Then the “effect repertoire” is exactly the output of the induced (effective) channel $$ \mathcal{E}_{M\to Z}(X) := \operatorname{tr}_{Z^0}\Bigl(T\bigl(X\otimes\rho^{\mathrm{mm}}_{M^0}\bigr)\Bigr), \qquad \pi_e(Z\mid m) = \mathcal{E}_{M\to Z}(\rho_M). $$

Interpretation: this is a standard reduced-state construction *except* that the outside world $M^0$ is forcibly set to maximally mixed as an intervention convention.

3.2 What a “partition” $\theta$ is

A partition $\theta$ is a rule that splits both $M$ and $Z$ into matched parts: $$ \theta = \{(M^{(i)}\to Z^{(i)})\}_{i=1}^k, $$ where the parts are disjoint and cover the sets: $$ M = \bigsqcup_{i=1}^k M^{(i)},\qquad Z = \bigsqcup_{i=1}^k Z^{(i)}. $$

For example, if $M=\{A,B\}$ and $Z=\{A,B\}$ then a common bipartition is $$ \theta = (A\to A)\cup(B\to B). $$

3.3 What “cutting connections” means (operationally)

“Cut” does not mean a physical wire is severed. It means:

when computing the output on each $Z^{(i)}$, all inputs not belonging to $M^{(i)}$ are replaced by maximally mixed noise.*

So cross-part influences $M^{(j)}\to Z^{(i)}$ for $j\neq i$ are disabled by construction.

In QIT terms: you construct a family of cut channels where some inputs are fixed to $I/d$ instead of being allowed to carry state-dependent information.

3.4 Cut channel and cut repertoire

For each part $i$, define a local induced channel $$ \mathcal{E}^{(i)}_{M^{(i)}\to Z^{(i)}}(X) := \operatorname{tr}_{(Z^{(i)})^0}\Bigl( T\bigl(X\otimes \rho^{\mathrm{mm}}_{(M^{(i)})^0}\bigr) \Bigr), $$ where $(M^{(i)})^0:=Q\setminus M^{(i)}$ and $\rho^{\mathrm{mm}}_{(M^{(i)})^0}=I/\dim(\mathcal{H}_{(M^{(i)})^0})$. This is “feed only $M^{(i)}$ as an input; everything else is noise”.

### DATASET EXCERPTS
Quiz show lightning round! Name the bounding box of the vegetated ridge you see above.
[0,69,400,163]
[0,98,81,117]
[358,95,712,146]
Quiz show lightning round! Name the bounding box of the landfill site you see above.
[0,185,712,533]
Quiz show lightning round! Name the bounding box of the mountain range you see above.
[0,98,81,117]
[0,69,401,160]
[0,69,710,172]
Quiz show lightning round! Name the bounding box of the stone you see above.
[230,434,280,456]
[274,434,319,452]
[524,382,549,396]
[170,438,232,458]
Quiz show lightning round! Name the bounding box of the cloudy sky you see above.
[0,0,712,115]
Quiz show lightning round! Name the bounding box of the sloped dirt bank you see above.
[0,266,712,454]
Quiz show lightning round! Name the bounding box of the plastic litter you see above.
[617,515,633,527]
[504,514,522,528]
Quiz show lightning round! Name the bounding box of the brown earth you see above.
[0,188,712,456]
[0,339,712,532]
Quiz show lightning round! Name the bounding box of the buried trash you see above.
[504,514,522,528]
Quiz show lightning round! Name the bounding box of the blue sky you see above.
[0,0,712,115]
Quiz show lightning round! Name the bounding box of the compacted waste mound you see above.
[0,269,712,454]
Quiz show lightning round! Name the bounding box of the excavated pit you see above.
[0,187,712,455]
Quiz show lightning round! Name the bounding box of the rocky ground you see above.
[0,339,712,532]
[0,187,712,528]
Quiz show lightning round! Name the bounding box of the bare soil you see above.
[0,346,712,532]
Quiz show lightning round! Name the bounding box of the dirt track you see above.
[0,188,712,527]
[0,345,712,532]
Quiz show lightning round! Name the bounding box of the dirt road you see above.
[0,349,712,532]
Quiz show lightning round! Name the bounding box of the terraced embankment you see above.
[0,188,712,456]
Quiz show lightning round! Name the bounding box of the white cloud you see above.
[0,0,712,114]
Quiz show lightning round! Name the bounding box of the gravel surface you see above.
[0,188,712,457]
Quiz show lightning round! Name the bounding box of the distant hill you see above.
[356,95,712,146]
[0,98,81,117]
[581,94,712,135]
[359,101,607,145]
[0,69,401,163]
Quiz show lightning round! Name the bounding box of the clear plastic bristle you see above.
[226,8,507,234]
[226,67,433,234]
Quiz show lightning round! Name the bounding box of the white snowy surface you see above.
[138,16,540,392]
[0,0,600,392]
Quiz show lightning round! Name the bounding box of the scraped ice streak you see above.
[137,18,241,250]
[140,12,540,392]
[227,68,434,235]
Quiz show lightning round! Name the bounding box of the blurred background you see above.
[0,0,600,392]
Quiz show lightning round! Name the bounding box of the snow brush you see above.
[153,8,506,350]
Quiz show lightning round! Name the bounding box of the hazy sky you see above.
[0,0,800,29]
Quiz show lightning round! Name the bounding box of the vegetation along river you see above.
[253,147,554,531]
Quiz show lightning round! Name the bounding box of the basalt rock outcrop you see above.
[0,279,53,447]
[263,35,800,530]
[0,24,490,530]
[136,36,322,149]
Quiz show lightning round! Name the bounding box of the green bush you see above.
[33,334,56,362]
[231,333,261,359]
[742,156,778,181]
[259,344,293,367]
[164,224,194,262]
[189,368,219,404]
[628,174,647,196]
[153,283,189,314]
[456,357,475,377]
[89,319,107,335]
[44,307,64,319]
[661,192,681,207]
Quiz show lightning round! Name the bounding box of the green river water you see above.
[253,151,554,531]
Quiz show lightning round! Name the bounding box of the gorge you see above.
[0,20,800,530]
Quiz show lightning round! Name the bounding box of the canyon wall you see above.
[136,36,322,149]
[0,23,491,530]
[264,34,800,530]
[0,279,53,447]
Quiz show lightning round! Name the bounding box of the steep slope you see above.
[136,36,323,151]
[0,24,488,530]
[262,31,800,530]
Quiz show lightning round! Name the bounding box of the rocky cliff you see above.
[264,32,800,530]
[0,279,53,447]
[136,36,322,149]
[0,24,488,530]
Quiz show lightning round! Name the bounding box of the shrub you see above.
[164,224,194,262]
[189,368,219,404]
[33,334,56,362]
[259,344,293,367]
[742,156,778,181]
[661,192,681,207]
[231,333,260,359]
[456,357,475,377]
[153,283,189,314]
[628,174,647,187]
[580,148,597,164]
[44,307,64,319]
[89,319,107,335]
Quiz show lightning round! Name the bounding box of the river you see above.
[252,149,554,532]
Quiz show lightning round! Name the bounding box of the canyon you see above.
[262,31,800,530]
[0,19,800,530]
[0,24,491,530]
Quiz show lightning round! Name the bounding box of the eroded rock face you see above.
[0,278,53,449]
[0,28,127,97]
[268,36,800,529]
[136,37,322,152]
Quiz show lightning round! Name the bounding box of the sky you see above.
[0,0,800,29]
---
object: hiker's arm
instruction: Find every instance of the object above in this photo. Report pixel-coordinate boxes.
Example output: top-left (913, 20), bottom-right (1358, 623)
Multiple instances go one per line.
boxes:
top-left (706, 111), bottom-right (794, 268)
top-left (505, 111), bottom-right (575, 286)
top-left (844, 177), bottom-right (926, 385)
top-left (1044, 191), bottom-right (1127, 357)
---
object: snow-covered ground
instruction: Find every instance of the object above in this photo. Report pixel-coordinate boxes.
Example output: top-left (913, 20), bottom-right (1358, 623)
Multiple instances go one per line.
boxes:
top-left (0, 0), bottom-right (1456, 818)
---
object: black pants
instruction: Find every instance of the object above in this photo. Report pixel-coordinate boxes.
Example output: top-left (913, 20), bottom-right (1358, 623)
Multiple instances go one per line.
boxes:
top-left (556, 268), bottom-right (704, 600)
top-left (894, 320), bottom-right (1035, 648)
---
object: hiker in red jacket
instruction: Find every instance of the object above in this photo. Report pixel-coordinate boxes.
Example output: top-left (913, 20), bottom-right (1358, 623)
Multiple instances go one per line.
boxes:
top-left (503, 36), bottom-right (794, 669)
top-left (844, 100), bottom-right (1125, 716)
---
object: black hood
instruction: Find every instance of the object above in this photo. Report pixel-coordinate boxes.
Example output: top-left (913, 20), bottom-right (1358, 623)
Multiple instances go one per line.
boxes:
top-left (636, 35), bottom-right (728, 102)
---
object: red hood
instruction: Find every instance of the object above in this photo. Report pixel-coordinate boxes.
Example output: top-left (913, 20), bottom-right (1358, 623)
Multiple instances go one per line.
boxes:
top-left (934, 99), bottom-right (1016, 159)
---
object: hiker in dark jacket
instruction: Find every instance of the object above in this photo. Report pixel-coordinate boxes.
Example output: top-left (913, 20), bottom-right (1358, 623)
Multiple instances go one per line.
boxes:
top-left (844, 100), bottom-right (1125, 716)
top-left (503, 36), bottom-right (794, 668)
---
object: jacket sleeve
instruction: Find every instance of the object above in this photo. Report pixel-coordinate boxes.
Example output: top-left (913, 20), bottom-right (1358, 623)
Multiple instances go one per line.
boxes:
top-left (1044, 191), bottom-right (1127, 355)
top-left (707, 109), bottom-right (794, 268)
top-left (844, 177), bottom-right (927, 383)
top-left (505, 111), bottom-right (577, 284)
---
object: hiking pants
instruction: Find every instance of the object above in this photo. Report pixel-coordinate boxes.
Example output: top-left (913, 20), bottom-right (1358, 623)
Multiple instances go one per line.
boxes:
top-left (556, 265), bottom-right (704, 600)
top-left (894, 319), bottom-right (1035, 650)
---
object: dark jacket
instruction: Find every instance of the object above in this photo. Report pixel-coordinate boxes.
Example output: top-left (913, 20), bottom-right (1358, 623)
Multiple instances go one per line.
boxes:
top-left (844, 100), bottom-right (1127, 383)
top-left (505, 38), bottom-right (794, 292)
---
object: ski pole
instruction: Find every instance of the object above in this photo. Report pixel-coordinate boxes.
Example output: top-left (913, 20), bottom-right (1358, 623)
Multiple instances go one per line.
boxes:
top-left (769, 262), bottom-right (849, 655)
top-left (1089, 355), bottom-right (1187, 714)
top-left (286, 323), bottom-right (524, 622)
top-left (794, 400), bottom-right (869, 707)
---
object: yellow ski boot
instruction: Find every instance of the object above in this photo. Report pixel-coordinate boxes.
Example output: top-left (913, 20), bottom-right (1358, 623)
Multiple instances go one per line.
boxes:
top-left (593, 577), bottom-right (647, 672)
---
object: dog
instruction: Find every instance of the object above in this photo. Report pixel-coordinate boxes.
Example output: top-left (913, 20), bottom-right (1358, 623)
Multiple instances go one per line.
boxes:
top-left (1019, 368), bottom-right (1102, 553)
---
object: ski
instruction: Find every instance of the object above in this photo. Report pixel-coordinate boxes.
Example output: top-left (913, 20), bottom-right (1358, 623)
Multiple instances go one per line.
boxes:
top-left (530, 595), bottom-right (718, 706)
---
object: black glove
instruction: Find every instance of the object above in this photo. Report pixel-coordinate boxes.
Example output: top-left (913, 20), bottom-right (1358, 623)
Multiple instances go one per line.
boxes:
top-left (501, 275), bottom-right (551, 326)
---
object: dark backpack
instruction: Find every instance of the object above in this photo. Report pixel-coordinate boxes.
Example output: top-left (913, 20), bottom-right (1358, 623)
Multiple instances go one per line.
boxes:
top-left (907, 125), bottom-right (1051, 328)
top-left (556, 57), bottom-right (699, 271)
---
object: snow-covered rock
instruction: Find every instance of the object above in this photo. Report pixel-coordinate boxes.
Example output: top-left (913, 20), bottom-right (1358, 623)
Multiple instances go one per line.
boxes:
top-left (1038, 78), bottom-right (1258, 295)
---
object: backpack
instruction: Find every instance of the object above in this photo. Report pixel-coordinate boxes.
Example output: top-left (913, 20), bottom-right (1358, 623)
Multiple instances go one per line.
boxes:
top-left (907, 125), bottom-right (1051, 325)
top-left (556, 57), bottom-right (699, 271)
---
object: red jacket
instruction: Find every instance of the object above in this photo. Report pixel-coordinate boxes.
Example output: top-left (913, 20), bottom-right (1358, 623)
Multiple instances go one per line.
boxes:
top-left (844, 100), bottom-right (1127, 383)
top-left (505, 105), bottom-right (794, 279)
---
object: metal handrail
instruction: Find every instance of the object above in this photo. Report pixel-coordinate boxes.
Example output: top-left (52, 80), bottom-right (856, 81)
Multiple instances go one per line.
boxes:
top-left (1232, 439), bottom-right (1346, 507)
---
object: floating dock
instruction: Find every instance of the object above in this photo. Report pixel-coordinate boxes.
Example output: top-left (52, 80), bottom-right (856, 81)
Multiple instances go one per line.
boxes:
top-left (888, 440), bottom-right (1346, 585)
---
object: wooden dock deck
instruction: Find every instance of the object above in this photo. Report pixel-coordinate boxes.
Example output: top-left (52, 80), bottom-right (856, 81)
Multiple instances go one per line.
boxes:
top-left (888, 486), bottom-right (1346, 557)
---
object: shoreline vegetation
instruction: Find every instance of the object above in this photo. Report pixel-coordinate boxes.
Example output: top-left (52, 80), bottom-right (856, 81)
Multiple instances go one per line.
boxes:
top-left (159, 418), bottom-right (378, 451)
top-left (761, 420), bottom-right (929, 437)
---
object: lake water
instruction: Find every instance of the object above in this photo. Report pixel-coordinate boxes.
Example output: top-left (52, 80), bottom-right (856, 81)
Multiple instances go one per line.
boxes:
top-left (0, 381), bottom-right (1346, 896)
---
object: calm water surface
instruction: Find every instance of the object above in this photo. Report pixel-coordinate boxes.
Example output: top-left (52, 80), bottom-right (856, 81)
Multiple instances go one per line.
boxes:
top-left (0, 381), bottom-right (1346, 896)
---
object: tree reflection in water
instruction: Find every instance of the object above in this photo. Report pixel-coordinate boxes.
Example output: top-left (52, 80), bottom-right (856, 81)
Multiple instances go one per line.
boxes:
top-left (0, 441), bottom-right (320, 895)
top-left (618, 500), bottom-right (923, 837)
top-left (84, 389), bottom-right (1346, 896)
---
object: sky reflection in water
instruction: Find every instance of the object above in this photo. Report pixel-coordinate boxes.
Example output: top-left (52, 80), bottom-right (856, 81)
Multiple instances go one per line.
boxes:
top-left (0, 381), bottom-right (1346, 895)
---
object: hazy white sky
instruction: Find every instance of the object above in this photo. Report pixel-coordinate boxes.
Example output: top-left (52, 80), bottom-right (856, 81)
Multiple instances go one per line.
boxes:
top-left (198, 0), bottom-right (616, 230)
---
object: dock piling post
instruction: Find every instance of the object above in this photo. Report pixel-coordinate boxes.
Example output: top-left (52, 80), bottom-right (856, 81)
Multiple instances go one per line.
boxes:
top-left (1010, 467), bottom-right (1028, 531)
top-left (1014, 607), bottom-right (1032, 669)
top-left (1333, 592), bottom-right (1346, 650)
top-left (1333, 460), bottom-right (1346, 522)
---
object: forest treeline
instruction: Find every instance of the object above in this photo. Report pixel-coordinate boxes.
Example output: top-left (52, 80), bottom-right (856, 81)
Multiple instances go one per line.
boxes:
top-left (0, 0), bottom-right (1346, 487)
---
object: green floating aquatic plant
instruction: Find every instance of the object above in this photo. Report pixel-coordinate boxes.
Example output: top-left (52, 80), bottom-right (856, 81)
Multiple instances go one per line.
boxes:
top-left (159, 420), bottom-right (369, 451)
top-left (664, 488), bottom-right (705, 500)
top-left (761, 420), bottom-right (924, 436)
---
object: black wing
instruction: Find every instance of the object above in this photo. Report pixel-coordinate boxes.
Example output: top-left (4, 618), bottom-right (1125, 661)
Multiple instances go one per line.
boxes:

### SET EXERCISE
From the passage on cut channels, extract verbatim the span that begins at the words "In QIT terms: you" and ends after the words "carry state-dependent information.". The rows were taken from a source separate from the passage on cut channels.

### FINAL ANSWER
In QIT terms: you construct a family of cut channels where some inputs are fixed to $I/d$ instead of being allowed to carry state-dependent information.